Input.
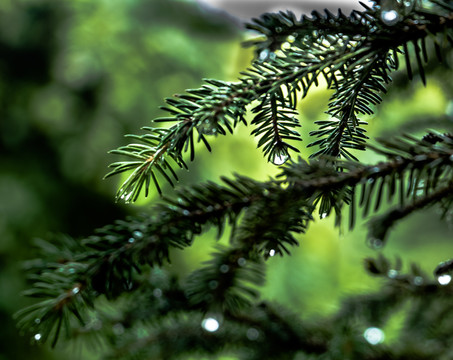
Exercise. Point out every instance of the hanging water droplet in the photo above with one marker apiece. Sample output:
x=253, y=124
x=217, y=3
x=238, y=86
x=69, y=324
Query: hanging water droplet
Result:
x=280, y=158
x=390, y=17
x=213, y=284
x=207, y=128
x=264, y=55
x=444, y=279
x=375, y=243
x=392, y=273
x=210, y=324
x=118, y=329
x=286, y=45
x=374, y=335
x=252, y=334
x=137, y=234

Stated problem.
Rewrite all of the data above as a numbered list, one line per item, with blank lines dropped and the pictures left out.

Correct output.
1. Exercise. Point out every instance of the hanging water droplet in the photo above with one marker apiece. Sample output:
2. x=253, y=124
3. x=217, y=3
4. x=238, y=86
5. x=69, y=324
6. Query: hanging water droplet
7. Result:
8. x=280, y=158
9. x=390, y=17
10. x=213, y=284
11. x=207, y=128
12. x=264, y=55
13. x=444, y=279
14. x=375, y=243
15. x=392, y=273
16. x=210, y=324
17. x=118, y=329
18. x=286, y=45
19. x=374, y=335
20. x=252, y=334
21. x=137, y=234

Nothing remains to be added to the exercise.